Goal:
Write out the records below again, word for word and line for line, with nothing changed.

Information shown:

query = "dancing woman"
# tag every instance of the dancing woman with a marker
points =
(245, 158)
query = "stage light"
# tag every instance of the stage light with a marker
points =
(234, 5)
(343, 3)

Correct result:
query = "dancing woman"
# tag every instance of the dancing woman with a marker
points =
(245, 158)
query = "stage light"
# tag every instance of the stage light with a marker
points =
(234, 5)
(343, 3)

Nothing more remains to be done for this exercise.